__Exercise prompt__. Substitute "pants" for "trousers" in the listing from the line with "instance: [(441, 415)]" to the line with "[(457, 344)]". Give back only those lines, otherwise unchanged.

__Dataset content__.

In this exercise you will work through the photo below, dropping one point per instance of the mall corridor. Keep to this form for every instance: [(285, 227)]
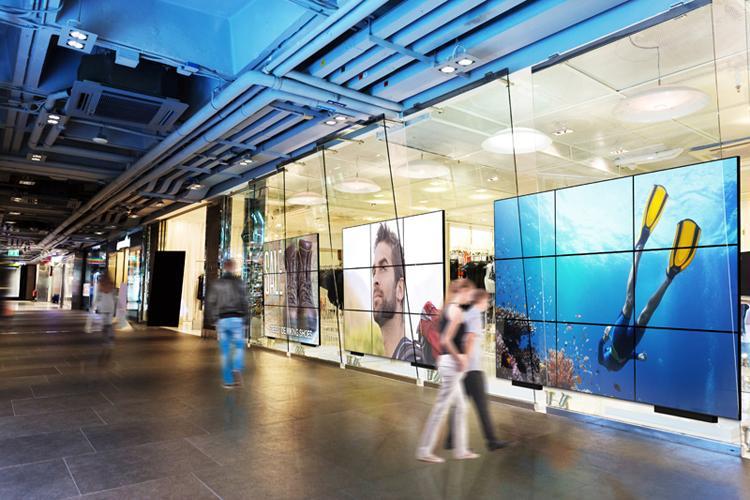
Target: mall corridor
[(156, 423)]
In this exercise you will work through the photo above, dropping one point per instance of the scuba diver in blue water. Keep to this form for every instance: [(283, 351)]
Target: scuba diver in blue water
[(623, 335)]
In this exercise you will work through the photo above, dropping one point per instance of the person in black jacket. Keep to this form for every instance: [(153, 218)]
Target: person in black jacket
[(227, 307)]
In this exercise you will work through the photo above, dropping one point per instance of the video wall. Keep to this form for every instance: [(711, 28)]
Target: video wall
[(290, 289), (394, 283), (625, 288)]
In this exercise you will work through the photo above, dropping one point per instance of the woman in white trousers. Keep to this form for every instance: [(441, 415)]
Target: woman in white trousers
[(457, 344)]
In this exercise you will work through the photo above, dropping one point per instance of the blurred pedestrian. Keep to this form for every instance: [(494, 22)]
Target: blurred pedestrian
[(457, 344), (104, 306), (474, 380), (227, 306)]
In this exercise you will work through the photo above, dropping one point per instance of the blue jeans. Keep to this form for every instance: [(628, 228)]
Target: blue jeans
[(231, 333)]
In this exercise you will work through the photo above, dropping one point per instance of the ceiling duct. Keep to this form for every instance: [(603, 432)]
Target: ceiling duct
[(96, 101)]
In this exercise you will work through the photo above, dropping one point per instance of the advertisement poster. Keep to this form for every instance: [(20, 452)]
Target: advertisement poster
[(394, 282), (291, 303), (625, 288)]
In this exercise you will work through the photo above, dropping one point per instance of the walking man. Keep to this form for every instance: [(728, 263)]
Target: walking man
[(227, 307)]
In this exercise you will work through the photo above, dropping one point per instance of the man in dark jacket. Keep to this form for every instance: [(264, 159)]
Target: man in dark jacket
[(227, 307)]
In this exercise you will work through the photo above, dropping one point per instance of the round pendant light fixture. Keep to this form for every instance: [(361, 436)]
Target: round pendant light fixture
[(660, 104), (306, 198), (422, 169), (356, 185), (521, 140)]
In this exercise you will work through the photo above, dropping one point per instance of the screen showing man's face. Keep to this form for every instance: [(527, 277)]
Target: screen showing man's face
[(384, 286)]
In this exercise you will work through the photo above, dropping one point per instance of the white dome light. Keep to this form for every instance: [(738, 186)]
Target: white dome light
[(660, 104), (422, 169), (521, 139), (356, 185), (307, 198)]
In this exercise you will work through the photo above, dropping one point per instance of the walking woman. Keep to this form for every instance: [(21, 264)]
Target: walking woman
[(457, 345)]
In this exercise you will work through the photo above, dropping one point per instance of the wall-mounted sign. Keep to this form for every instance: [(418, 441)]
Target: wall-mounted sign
[(123, 243)]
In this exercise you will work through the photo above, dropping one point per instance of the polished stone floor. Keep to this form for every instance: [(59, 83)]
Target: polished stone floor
[(154, 422)]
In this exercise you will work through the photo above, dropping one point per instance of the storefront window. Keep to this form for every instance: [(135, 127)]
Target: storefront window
[(186, 233)]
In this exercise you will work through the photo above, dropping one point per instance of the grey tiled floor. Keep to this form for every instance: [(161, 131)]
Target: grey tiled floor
[(155, 423)]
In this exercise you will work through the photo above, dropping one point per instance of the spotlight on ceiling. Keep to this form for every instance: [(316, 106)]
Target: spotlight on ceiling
[(458, 63), (659, 104), (521, 140), (422, 169), (36, 157), (356, 185), (306, 198), (72, 37)]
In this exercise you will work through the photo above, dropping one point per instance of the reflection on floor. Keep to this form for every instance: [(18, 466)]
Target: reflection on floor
[(154, 422)]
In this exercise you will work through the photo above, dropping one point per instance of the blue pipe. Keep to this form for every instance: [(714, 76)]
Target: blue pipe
[(509, 33), (389, 23), (594, 28), (445, 34), (436, 21)]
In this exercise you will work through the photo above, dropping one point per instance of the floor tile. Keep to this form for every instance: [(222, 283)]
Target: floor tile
[(40, 480), (111, 469)]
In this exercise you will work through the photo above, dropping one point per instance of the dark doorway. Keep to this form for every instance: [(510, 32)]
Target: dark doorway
[(166, 289)]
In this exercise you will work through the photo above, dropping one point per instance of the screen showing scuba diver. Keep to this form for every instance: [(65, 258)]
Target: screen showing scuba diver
[(626, 288)]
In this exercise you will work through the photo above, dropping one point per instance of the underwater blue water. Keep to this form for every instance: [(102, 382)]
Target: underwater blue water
[(592, 288), (694, 370), (702, 297), (706, 193), (540, 287), (595, 217)]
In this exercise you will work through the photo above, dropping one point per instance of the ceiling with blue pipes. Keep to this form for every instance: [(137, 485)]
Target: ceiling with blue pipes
[(115, 112)]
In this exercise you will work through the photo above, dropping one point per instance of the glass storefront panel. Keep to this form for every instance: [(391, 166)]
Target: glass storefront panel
[(187, 233)]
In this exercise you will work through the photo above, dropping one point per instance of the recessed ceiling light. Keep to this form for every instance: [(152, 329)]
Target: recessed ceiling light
[(562, 131), (100, 138), (520, 140), (307, 198), (356, 185), (423, 169), (660, 104)]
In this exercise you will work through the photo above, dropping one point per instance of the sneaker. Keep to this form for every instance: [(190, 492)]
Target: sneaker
[(469, 455), (496, 445), (430, 458)]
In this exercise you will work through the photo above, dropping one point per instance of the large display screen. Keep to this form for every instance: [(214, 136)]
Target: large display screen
[(625, 288), (291, 306), (394, 282)]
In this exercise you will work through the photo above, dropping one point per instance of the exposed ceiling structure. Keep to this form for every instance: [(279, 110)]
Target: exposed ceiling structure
[(144, 106)]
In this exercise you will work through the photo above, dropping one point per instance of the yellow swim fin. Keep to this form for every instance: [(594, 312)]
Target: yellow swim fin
[(654, 208), (686, 239)]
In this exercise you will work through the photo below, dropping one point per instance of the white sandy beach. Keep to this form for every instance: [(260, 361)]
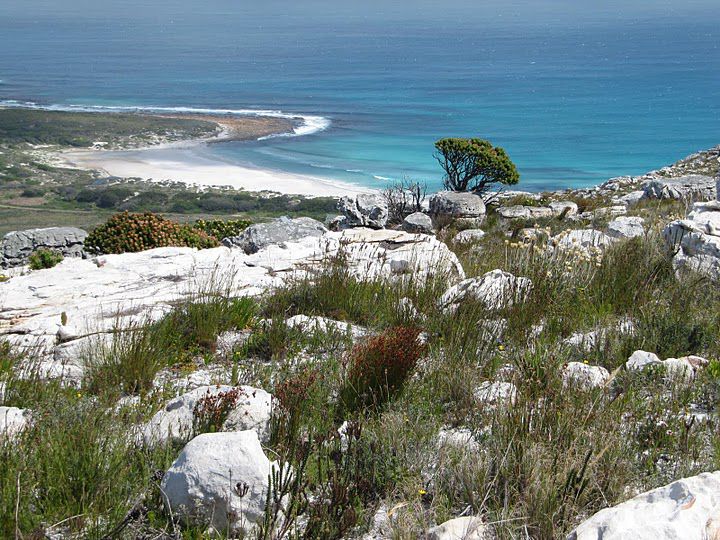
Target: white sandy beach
[(192, 166)]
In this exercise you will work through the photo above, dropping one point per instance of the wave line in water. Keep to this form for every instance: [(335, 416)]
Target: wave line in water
[(309, 123)]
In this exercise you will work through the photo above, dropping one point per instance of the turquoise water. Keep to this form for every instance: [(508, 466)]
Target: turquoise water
[(575, 96)]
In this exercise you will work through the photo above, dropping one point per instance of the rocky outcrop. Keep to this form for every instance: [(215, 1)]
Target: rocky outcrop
[(495, 290), (468, 236), (582, 239), (220, 480), (12, 421), (462, 528), (365, 210), (687, 509), (262, 235), (19, 245), (584, 376), (307, 324), (80, 298), (692, 187), (626, 227), (496, 394), (417, 222), (465, 209), (696, 240), (247, 408)]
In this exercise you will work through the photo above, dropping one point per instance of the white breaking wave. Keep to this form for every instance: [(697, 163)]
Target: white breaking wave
[(308, 124)]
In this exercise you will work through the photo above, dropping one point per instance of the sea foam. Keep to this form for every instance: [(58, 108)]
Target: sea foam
[(308, 124)]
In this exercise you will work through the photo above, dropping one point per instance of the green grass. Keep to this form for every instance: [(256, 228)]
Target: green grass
[(539, 467)]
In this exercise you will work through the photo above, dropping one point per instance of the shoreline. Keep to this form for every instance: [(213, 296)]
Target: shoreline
[(186, 163), (183, 161)]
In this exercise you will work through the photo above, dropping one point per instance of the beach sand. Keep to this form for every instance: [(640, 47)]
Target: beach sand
[(191, 165)]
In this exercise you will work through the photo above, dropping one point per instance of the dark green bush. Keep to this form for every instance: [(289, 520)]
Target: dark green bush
[(128, 232), (45, 258), (222, 229)]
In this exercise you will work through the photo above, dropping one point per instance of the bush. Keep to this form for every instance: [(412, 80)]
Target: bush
[(45, 258), (128, 232), (222, 229), (378, 368)]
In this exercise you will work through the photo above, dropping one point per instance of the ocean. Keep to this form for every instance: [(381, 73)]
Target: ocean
[(575, 96)]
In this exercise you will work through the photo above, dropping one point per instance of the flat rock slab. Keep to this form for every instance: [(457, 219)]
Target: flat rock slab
[(17, 246), (80, 298), (684, 510)]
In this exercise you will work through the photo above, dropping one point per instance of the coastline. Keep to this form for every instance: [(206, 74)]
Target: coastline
[(188, 164), (185, 162)]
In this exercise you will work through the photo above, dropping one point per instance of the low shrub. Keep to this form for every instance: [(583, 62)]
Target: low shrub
[(127, 232), (222, 229), (45, 258), (212, 410), (378, 368)]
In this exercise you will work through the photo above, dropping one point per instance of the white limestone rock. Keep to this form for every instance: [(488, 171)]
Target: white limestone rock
[(417, 222), (696, 240), (584, 376), (310, 324), (632, 198), (251, 410), (563, 208), (496, 394), (12, 421), (365, 210), (457, 438), (495, 290), (626, 227), (462, 528), (468, 236), (693, 187), (583, 239), (683, 510), (117, 291), (642, 359), (220, 480)]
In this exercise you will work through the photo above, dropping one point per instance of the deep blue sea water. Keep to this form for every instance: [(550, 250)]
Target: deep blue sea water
[(574, 95)]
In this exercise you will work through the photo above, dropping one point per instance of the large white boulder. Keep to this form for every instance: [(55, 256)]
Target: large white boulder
[(462, 528), (248, 408), (81, 298), (468, 236), (693, 187), (642, 359), (684, 510), (220, 480), (584, 376), (365, 210), (495, 290), (626, 227)]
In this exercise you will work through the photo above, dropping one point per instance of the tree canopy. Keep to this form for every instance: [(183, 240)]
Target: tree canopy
[(474, 165)]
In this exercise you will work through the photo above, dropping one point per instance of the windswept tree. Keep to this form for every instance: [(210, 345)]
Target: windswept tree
[(474, 165)]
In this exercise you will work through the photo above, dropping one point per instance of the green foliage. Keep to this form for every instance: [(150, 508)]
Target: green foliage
[(45, 258), (128, 232), (81, 129), (474, 164), (129, 364), (222, 228), (378, 368)]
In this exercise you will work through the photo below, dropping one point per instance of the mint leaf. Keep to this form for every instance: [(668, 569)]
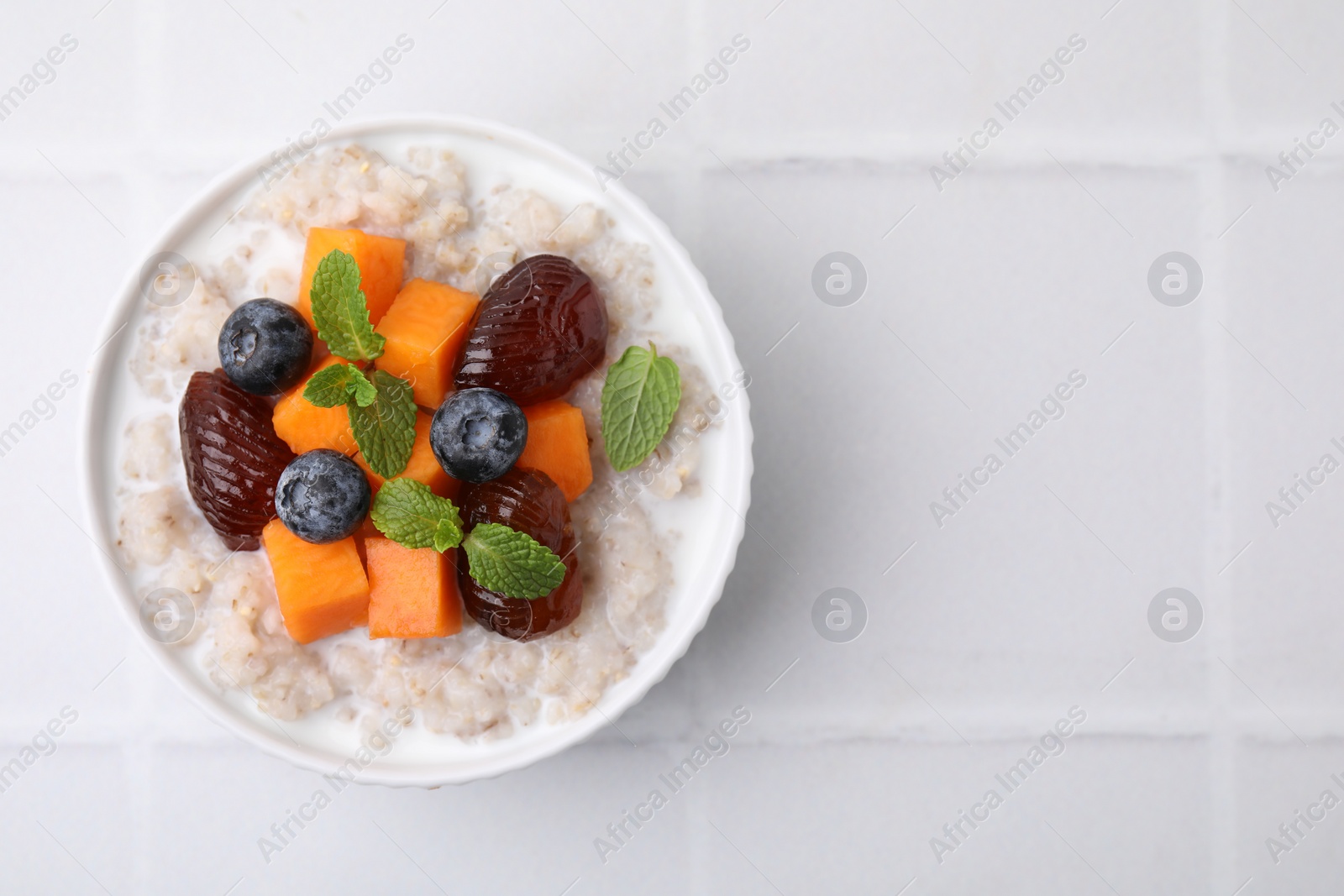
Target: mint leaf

__Written solution__.
In this exercise you will work through the photo above, dropping one point per instance of the woman in white pants. Keep to this form for every instance: [(441, 415)]
Target: woman in white pants
[(457, 344)]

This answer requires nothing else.